__Required work__. A verbatim copy of every record is required, and no pictures should be included.

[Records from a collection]
++++++++++++++++++++
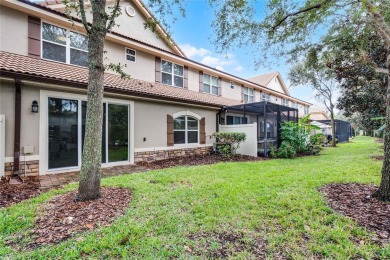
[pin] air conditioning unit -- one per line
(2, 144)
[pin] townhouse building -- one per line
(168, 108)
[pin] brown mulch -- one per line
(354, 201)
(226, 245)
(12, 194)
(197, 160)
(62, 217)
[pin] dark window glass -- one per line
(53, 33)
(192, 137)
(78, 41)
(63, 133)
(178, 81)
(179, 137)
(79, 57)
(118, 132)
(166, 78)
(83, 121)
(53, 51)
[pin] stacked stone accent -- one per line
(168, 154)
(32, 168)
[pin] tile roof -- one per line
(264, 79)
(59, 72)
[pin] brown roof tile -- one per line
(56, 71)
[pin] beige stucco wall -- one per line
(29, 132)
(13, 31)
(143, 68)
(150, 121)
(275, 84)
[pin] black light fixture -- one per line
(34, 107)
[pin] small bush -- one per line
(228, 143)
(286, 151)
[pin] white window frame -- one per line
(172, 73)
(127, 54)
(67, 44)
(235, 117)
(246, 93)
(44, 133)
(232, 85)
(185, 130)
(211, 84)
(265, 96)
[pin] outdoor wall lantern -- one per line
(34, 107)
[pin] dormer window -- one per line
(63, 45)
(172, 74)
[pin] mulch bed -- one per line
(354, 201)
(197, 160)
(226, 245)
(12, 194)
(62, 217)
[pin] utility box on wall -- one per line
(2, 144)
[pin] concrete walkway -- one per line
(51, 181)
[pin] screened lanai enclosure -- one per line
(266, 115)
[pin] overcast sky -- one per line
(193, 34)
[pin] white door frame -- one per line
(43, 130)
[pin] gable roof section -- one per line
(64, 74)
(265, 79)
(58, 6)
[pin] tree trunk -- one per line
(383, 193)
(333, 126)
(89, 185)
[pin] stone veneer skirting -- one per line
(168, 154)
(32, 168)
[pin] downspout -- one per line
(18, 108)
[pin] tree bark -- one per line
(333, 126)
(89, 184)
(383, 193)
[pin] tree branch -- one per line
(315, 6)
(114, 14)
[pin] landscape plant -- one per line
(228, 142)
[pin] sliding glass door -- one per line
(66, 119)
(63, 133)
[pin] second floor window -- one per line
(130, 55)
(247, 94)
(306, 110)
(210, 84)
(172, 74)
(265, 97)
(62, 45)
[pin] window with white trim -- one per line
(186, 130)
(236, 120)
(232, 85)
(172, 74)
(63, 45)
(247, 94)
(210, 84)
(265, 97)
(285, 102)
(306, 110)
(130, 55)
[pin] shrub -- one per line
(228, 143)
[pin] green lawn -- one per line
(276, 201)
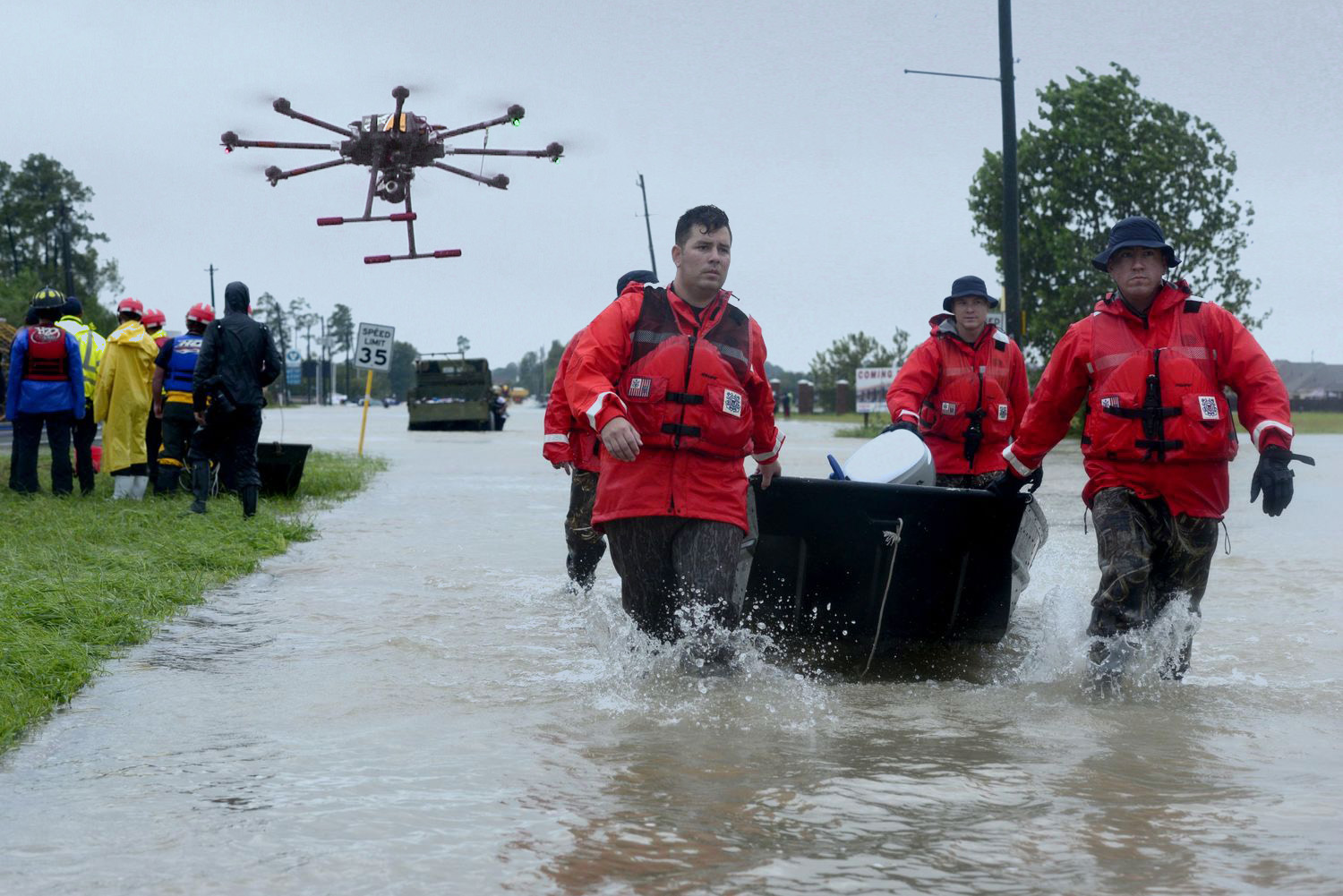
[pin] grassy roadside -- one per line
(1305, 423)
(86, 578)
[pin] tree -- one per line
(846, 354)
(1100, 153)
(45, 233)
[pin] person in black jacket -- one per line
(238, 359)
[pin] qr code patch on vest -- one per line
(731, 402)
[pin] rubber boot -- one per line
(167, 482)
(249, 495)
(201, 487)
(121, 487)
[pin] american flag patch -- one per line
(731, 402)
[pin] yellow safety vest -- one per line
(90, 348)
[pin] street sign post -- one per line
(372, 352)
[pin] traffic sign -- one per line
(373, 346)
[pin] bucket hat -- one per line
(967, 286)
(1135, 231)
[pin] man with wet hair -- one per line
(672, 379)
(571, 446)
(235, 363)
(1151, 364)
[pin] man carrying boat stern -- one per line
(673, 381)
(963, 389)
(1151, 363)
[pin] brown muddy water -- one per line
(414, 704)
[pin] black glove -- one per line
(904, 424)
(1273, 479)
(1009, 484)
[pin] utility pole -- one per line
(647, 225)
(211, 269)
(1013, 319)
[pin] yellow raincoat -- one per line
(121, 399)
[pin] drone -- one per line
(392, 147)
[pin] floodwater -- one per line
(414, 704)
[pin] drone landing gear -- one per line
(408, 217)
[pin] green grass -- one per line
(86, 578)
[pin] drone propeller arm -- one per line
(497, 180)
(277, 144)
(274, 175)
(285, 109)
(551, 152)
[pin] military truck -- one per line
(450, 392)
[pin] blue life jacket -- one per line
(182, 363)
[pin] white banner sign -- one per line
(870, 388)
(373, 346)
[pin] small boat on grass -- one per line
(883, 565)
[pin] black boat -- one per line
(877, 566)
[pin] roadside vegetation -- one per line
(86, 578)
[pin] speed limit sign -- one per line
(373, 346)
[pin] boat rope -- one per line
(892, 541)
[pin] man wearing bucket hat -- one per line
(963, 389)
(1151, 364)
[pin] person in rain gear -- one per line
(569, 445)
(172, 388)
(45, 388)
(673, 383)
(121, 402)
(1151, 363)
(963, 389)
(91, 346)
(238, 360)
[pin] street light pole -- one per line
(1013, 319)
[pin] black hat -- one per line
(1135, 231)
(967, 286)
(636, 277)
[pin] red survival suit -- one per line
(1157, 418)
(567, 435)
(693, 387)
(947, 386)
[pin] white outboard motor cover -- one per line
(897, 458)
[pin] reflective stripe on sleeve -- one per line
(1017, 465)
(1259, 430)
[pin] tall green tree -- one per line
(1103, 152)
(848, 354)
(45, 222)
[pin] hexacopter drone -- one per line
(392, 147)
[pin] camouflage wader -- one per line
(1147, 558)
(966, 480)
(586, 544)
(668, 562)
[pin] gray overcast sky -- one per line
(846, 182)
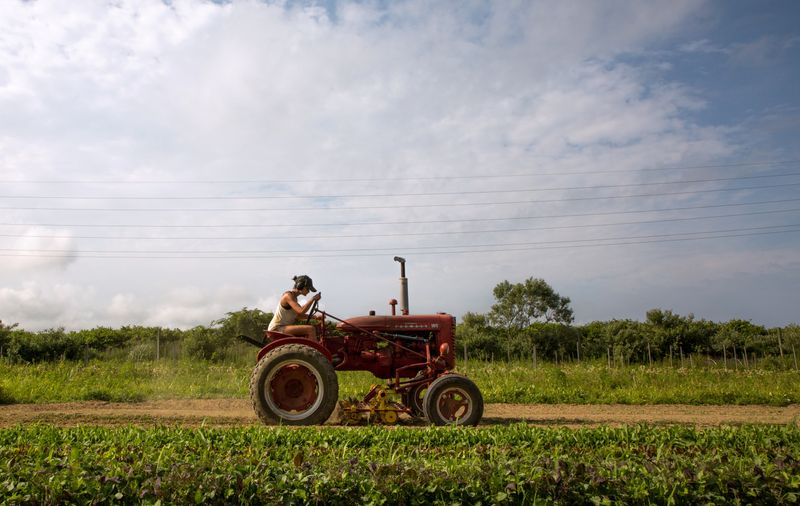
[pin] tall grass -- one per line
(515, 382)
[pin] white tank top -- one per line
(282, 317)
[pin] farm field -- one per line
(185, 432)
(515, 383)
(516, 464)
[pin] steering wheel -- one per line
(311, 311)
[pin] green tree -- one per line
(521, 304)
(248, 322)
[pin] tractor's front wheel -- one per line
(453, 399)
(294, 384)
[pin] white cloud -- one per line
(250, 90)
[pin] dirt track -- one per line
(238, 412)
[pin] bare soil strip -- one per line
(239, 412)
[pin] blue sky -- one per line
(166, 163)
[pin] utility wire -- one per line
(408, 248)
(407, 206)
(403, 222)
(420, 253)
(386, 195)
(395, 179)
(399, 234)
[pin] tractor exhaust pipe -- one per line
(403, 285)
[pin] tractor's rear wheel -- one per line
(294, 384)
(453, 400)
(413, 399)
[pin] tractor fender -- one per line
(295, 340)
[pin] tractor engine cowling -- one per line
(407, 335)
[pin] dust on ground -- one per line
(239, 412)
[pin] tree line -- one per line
++++++++++++++++++++
__Reply__.
[pin] air conditioning unit -- one per line
(2, 144)
[pin] townhouse building -- one per line
(168, 108)
[pin] brown mulch -- one per line
(354, 201)
(226, 245)
(12, 194)
(197, 160)
(62, 217)
[pin] dark window glass -- one per line
(53, 33)
(192, 137)
(78, 41)
(63, 133)
(178, 81)
(179, 137)
(79, 57)
(118, 132)
(166, 78)
(83, 121)
(53, 51)
[pin] stacked stone accent -- one per line
(168, 154)
(32, 168)
[pin] tile roof -- one per line
(264, 79)
(59, 72)
[pin] brown roof tile -- one per line
(56, 71)
[pin] beige stucco wall -- one per line
(29, 132)
(13, 31)
(143, 68)
(150, 121)
(275, 84)
[pin] black light fixture -- one per line
(34, 107)
[pin] small bush -- one per line
(228, 143)
(286, 151)
[pin] white window frame -- one per line
(172, 73)
(127, 54)
(67, 44)
(235, 117)
(246, 93)
(44, 133)
(232, 85)
(185, 130)
(211, 84)
(265, 96)
[pin] outdoor wall lantern -- one per line
(34, 107)
[pin] dormer window -- one per line
(63, 45)
(172, 74)
[pin] mulch bed -- one per line
(354, 201)
(197, 160)
(226, 245)
(12, 194)
(62, 217)
[pin] utility box on wall -- one per line
(2, 144)
[pin] concrete walkway -- one per line
(51, 181)
[pin] screened lanai enclosure -- one per line
(266, 115)
[pin] overcast sky -- one per line
(193, 34)
[pin] white door frame -- one per line
(43, 130)
[pin] gable roof section -- one per line
(64, 74)
(265, 79)
(58, 6)
[pin] tree trunk -- one per line
(383, 193)
(333, 126)
(89, 185)
[pin] stone veneer skirting -- one per line
(168, 154)
(32, 168)
[pin] downspout -- one per line
(18, 108)
[pin] tree bark -- one per line
(333, 126)
(89, 184)
(383, 193)
[pin] tree branch -- one per line
(315, 6)
(114, 14)
[pin] landscape plant -- one per line
(228, 142)
[pin] sliding glass door -- one per line
(66, 119)
(63, 133)
[pin] second floor window -- one per line
(130, 55)
(247, 94)
(306, 110)
(210, 84)
(172, 74)
(265, 97)
(62, 45)
[pin] window with white trim -- one per line
(186, 130)
(236, 120)
(232, 85)
(172, 74)
(63, 45)
(247, 94)
(210, 84)
(265, 97)
(285, 102)
(306, 110)
(130, 55)
[pin] shrub -- one per line
(228, 143)
[pin] green lawn -- one per line
(276, 201)
[pin] grassy roadside -- one per line
(1305, 423)
(86, 578)
[pin] tree -- one per line
(846, 354)
(1100, 153)
(45, 233)
[pin] person in black jacket -- one per line
(238, 359)
[pin] qr code patch on vest -- one per line
(731, 402)
[pin] rubber boot -- one per line
(167, 482)
(249, 495)
(201, 487)
(121, 487)
[pin] american flag patch -- one per line
(731, 402)
[pin] yellow safety vest -- one per line
(90, 348)
[pin] street sign post -- one per line
(372, 352)
[pin] traffic sign -- one per line
(373, 346)
[pin] bucket hat -- one per line
(967, 286)
(1135, 231)
[pin] man with wet hair -- one per line
(672, 379)
(571, 446)
(235, 363)
(1151, 364)
[pin] man carrying boat stern -- one per line
(673, 381)
(963, 389)
(1151, 363)
[pin] brown muddy water -- one per line
(414, 704)
[pin] black glove -- one per line
(904, 424)
(1273, 479)
(1009, 484)
[pin] utility pole -- one per line
(647, 225)
(211, 269)
(1013, 319)
[pin] yellow raincoat -- one per line
(121, 399)
[pin] drone -- one per line
(392, 147)
[pin] floodwater -- one per line
(414, 704)
[pin] drone landing gear -- one per line
(408, 217)
[pin] green grass -- one per line
(86, 578)
[pin] drone propeller arm -- one per line
(497, 180)
(277, 144)
(274, 175)
(285, 109)
(551, 152)
[pin] military truck -- one per line
(450, 392)
[pin] blue life jacket -- one per line
(182, 363)
[pin] white banner sign -- one per line
(870, 388)
(373, 346)
[pin] small boat on grass -- one per line
(883, 565)
[pin] black boat -- one per line
(877, 566)
[pin] roadside vegetation -- one per line
(86, 578)
[pin] speed limit sign -- one per line
(373, 346)
[pin] boat rope -- one per line
(892, 541)
[pin] man wearing bucket hat -- one per line
(963, 389)
(1151, 364)
[pin] person in rain gear -- one per line
(569, 445)
(172, 388)
(45, 388)
(673, 383)
(121, 402)
(1151, 363)
(963, 389)
(91, 346)
(238, 360)
[pin] street light pole -- one per line
(1013, 319)
[pin] black hat -- one per line
(1135, 231)
(967, 286)
(636, 277)
[pin] red survival suit -- one per line
(1157, 418)
(567, 435)
(693, 387)
(947, 386)
[pin] white outboard motor cover -- one per line
(897, 458)
[pin] reflective stripe on sleeve -- one per line
(1017, 465)
(1259, 430)
[pin] tall green tree -- one per line
(1103, 152)
(848, 354)
(45, 222)
[pin] hexacopter drone -- one per line
(392, 147)
[pin] camouflage wader -- one per line
(1147, 558)
(966, 480)
(586, 544)
(668, 562)
[pin] gray overcast sky -- one per line
(846, 182)
[pin] tall grass -- one per line
(515, 382)
[pin] white tank top -- one per line
(282, 317)
[pin] farm field -- one per line
(185, 432)
(515, 383)
(516, 464)
[pin] steering wheel -- one per line
(311, 311)
[pin] green tree -- one per line
(521, 304)
(248, 322)
[pin] tractor's front wheel -- one per line
(453, 399)
(294, 384)
[pin] white cloud -- one per line
(250, 90)
[pin] dirt track -- one per line
(238, 412)
[pin] bare soil strip -- one per line
(239, 412)
[pin] blue sky -- one per line
(166, 163)
[pin] utility wire -- one per line
(408, 248)
(407, 206)
(403, 222)
(420, 253)
(386, 195)
(395, 179)
(399, 234)
[pin] tractor exhaust pipe -- one per line
(403, 285)
[pin] tractor's rear wheel -- one per line
(294, 384)
(453, 400)
(413, 399)
[pin] tractor fender -- one per line
(295, 340)
[pin] tractor engine cowling -- one per line
(407, 335)
[pin] dust on ground -- one per line
(239, 412)
[pin] tree line -- one per line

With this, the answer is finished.